> **Supplied material**
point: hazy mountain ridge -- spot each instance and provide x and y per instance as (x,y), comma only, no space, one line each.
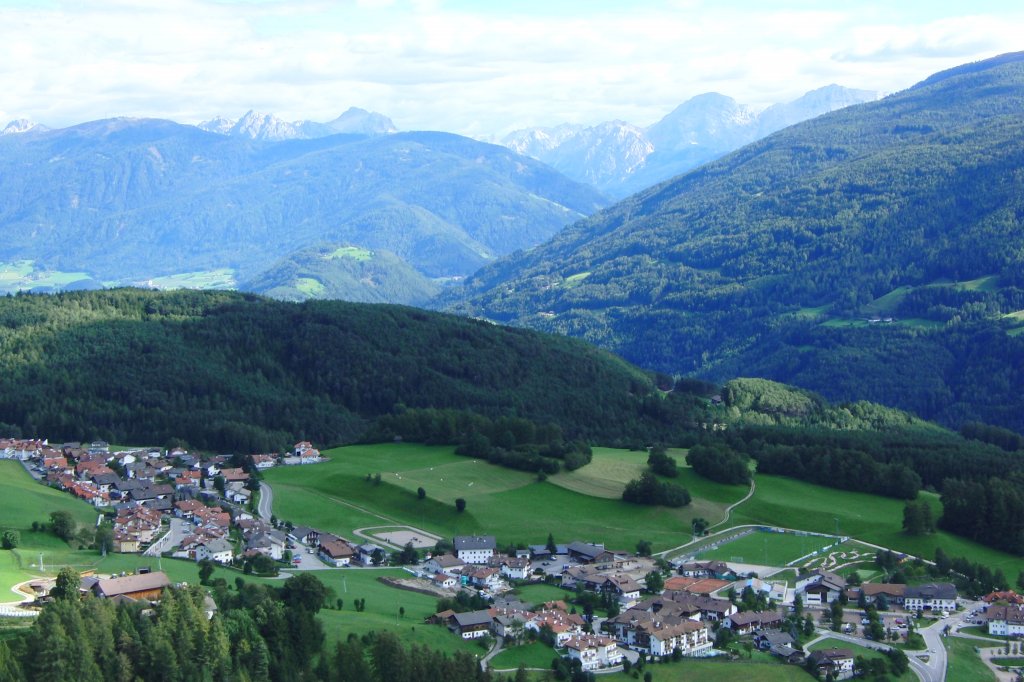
(620,159)
(130,199)
(344,272)
(256,125)
(776,256)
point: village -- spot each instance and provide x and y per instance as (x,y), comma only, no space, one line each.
(174,504)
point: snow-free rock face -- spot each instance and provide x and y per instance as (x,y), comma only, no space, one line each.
(619,158)
(361,122)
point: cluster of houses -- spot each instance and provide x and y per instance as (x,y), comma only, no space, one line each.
(677,622)
(146,487)
(336,551)
(1004,613)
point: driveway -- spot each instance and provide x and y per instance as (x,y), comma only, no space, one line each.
(265,502)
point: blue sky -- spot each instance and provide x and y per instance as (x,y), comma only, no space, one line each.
(476,68)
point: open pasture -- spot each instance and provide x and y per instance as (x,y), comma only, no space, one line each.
(795,504)
(606,475)
(218,279)
(336,496)
(767,549)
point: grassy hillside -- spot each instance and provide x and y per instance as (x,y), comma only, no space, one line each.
(875,519)
(511,505)
(238,372)
(774,259)
(349,273)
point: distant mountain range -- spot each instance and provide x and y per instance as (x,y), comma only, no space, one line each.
(621,159)
(268,127)
(125,201)
(876,252)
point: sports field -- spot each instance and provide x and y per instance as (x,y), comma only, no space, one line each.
(794,504)
(768,549)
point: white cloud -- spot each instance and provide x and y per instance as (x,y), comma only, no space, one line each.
(478,72)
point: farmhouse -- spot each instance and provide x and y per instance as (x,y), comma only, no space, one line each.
(820,587)
(660,634)
(748,622)
(474,549)
(471,625)
(587,553)
(368,551)
(443,563)
(216,549)
(142,586)
(934,596)
(515,568)
(336,553)
(562,625)
(1008,596)
(1007,621)
(699,606)
(838,663)
(593,651)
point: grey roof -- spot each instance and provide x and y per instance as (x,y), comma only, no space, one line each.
(776,638)
(472,617)
(828,655)
(474,543)
(586,549)
(931,591)
(218,545)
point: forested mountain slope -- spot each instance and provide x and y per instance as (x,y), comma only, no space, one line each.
(240,372)
(777,258)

> **Directions**
Copy the records shown above in their entirety and exactly; images are to be left out.

> **Solution to the problem**
point: hazy mountain ridge -- spot each instance and provide x and y per instance as (x,y), comma only, no space, one line each.
(620,159)
(130,199)
(344,272)
(256,125)
(776,256)
point: village -- spot each instance and provide x and y per instance as (x,y), comma only, no space, one line each.
(174,504)
point: snow-free rock face -- spot each instance and provide x and y per instance as (x,y), comma only, no space, one line each.
(619,158)
(361,122)
point: cluster of houses -- spot each instance and provide x and y per instance as (x,y), comma only, no space, one line each.
(677,622)
(146,487)
(336,551)
(1004,613)
point: driveway -- spot each instance and provide x and y per instance as (x,y), comma only, no space, one line each.
(265,502)
point: blue sky -- spot each instance and provide x and y per instance as (x,y), comma only, no space, one line each.
(476,68)
point: open pasture -- spot each instance and provide x and y per instance as (x,y), comma only, no space, one line each.
(795,504)
(606,475)
(218,279)
(336,496)
(767,549)
point: grassy hillside -- spot each instance and provide x and y per instance as (x,y), comma only, no space, one line each.
(875,519)
(511,505)
(238,372)
(774,259)
(349,273)
point: distant mountain range -- spot each instance and provide x and y per instance as (x,y), comma only, no space, one line each.
(621,159)
(268,127)
(125,201)
(876,252)
point: sports field -- spot each instance and provide x and y per instance as (x,y), comma only, no space, one line each.
(794,504)
(768,549)
point: white cloud -- spot each instance and provide x and y per instance as (x,y), comma only, no space, one line each.
(478,72)
point: farmhouse -- spot each instance and provide x and y per instance as (x,y), comma only, no space, one line each.
(820,587)
(660,634)
(748,622)
(474,549)
(471,625)
(587,553)
(368,551)
(443,563)
(216,549)
(142,586)
(934,596)
(515,568)
(336,553)
(562,625)
(1008,596)
(1007,621)
(699,606)
(838,663)
(593,651)
point: grey roof -- spot each instance and provide x and y per instance as (x,y), comma only, no space, one line each.
(776,638)
(472,617)
(828,655)
(474,543)
(586,549)
(931,591)
(218,545)
point: forested mountain slope -- spot each instance and provide x and y per instance as (x,y), comma only, no space, one line each.
(240,372)
(777,258)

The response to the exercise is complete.